(Image segmentation entries)

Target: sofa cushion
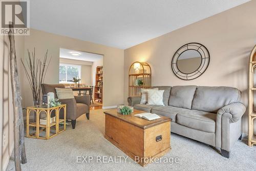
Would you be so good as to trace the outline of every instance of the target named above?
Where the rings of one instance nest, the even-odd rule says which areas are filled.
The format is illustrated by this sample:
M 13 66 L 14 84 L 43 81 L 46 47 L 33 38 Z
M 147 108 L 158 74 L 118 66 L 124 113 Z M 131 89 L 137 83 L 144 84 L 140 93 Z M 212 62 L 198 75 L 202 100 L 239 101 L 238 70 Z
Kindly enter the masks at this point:
M 164 105 L 163 102 L 163 95 L 164 92 L 164 90 L 148 91 L 147 104 Z
M 239 90 L 232 87 L 199 86 L 195 93 L 191 109 L 217 113 L 225 105 L 240 101 L 241 94 Z
M 170 97 L 170 92 L 172 87 L 170 86 L 157 86 L 153 88 L 158 88 L 159 90 L 164 90 L 163 95 L 163 102 L 164 105 L 168 105 L 168 101 Z
M 154 107 L 160 106 L 159 105 L 147 105 L 145 104 L 137 104 L 134 106 L 134 109 L 142 111 L 145 112 L 151 112 L 151 109 Z
M 41 84 L 42 94 L 47 94 L 49 92 L 53 92 L 54 93 L 54 98 L 56 98 L 57 94 L 56 94 L 55 88 L 65 89 L 65 85 L 63 84 L 49 84 L 42 83 Z
M 141 93 L 141 98 L 140 99 L 140 104 L 147 103 L 147 99 L 148 97 L 147 93 L 150 91 L 156 91 L 156 90 L 158 90 L 158 88 L 140 89 L 140 92 Z
M 73 90 L 71 89 L 55 88 L 57 97 L 59 99 L 74 98 Z
M 174 86 L 170 90 L 168 105 L 191 109 L 196 86 Z
M 215 113 L 190 110 L 178 113 L 176 122 L 195 130 L 214 133 L 216 117 Z
M 176 121 L 176 115 L 179 113 L 185 112 L 189 110 L 167 105 L 152 108 L 151 113 L 172 118 L 172 122 Z

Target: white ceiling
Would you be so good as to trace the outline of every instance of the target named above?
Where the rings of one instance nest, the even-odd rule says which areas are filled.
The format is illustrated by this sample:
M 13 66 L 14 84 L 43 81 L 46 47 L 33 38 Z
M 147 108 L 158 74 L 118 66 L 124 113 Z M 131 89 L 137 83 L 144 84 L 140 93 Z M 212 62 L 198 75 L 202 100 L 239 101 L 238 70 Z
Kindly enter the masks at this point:
M 249 0 L 33 0 L 31 27 L 126 49 Z
M 72 52 L 80 54 L 79 56 L 74 56 L 71 54 Z M 95 54 L 91 53 L 82 51 L 74 51 L 70 49 L 60 48 L 59 49 L 59 57 L 61 58 L 71 59 L 90 62 L 95 62 L 103 57 L 103 55 Z

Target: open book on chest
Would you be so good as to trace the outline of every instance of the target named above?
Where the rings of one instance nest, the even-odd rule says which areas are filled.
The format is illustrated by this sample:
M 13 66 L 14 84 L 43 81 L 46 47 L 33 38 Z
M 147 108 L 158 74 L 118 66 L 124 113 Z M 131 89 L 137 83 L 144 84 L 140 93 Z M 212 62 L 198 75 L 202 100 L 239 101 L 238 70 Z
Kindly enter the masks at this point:
M 152 114 L 150 113 L 142 113 L 141 114 L 135 114 L 134 116 L 141 118 L 143 118 L 148 120 L 152 120 L 157 119 L 159 119 L 161 117 L 157 114 Z

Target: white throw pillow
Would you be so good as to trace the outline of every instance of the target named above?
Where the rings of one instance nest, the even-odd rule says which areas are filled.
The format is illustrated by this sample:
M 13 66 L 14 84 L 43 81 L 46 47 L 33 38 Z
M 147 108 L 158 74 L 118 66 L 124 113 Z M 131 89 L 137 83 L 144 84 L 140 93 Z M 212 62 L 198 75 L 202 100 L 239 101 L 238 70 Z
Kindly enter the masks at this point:
M 157 91 L 158 88 L 154 89 L 140 89 L 141 92 L 141 99 L 140 104 L 146 104 L 147 103 L 147 92 L 149 91 Z
M 147 92 L 148 105 L 162 105 L 163 95 L 164 90 L 150 91 Z
M 56 94 L 59 99 L 74 98 L 74 94 L 71 89 L 55 88 Z

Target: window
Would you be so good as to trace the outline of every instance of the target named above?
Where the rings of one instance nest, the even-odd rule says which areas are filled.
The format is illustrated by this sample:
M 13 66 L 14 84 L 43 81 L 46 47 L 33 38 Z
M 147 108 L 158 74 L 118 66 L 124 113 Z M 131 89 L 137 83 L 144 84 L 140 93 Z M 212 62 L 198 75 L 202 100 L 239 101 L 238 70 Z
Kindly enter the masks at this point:
M 81 66 L 59 63 L 59 83 L 72 83 L 73 77 L 81 78 Z

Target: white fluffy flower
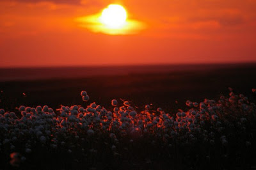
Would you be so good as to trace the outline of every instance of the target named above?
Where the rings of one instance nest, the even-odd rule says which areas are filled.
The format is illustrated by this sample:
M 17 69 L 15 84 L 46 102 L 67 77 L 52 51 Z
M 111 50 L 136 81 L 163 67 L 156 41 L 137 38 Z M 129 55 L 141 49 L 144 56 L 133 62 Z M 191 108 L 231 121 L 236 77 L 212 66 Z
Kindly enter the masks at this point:
M 83 96 L 83 101 L 87 102 L 89 100 L 89 99 L 90 98 L 88 95 Z
M 111 101 L 111 105 L 113 106 L 116 106 L 117 105 L 117 100 L 115 99 L 112 100 Z

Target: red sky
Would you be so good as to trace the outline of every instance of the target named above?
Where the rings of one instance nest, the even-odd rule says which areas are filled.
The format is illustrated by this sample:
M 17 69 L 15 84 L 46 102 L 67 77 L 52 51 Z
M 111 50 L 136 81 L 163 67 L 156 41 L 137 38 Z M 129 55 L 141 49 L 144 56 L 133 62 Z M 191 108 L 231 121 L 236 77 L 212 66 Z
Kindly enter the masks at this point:
M 119 3 L 147 27 L 109 35 L 77 17 Z M 0 67 L 256 61 L 256 0 L 2 0 Z

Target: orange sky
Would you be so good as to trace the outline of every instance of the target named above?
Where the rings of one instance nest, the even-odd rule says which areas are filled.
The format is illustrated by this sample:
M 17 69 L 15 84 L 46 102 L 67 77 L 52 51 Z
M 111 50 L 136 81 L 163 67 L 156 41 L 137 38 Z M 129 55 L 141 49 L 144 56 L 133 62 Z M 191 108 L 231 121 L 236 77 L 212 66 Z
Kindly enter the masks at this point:
M 78 17 L 119 3 L 147 27 L 109 35 Z M 256 0 L 2 0 L 0 67 L 256 61 Z

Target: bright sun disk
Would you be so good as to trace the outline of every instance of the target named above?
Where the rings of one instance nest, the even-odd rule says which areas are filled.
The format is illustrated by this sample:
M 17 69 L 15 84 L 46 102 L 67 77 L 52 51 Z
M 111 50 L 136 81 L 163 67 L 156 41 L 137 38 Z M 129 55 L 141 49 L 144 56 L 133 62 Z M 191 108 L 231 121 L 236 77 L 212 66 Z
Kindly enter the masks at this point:
M 125 25 L 127 15 L 125 9 L 120 4 L 109 4 L 103 10 L 100 20 L 106 27 L 118 29 Z

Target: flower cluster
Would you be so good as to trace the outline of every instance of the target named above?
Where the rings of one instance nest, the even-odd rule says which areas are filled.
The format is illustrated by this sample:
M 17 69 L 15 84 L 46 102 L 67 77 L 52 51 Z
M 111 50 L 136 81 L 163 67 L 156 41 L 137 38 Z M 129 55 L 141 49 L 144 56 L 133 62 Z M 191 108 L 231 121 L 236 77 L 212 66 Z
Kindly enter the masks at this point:
M 81 95 L 88 101 L 85 91 Z M 187 110 L 176 113 L 166 113 L 160 107 L 154 110 L 150 105 L 138 111 L 128 101 L 122 102 L 113 100 L 108 110 L 95 102 L 84 107 L 62 105 L 56 111 L 47 105 L 22 105 L 18 116 L 1 109 L 0 148 L 11 155 L 12 165 L 19 166 L 38 145 L 69 154 L 77 150 L 94 154 L 99 139 L 115 155 L 125 148 L 125 140 L 134 143 L 147 139 L 150 144 L 157 143 L 171 148 L 198 143 L 227 147 L 232 134 L 246 132 L 256 111 L 247 97 L 232 89 L 228 97 L 221 96 L 218 101 L 188 100 Z M 251 146 L 250 137 L 243 140 L 245 146 Z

§ **YOUR OBJECTIVE**
Copy the data without changes, beginning with the line containing "Target: bright sun disk" and ending after the line containing "M 125 25 L 127".

§ **SOLVED PROBLEM**
Target: bright sun disk
Would you be so good as to trace the outline of every instance of the target named above?
Where the rings of one instance nest, the even-odd rule says which areas are filled.
The format is illustrated by this sample:
M 17 69 L 15 84 L 46 102 L 67 77 L 52 51 Z
M 111 50 L 136 81 L 163 67 L 156 41 L 137 38 Z M 129 55 L 141 49 L 144 56 L 133 62 Z M 191 108 L 231 121 L 236 77 L 212 66 Z
Kindly enter the masks at this point:
M 125 25 L 127 15 L 125 9 L 120 4 L 109 4 L 103 10 L 100 20 L 106 27 L 118 29 Z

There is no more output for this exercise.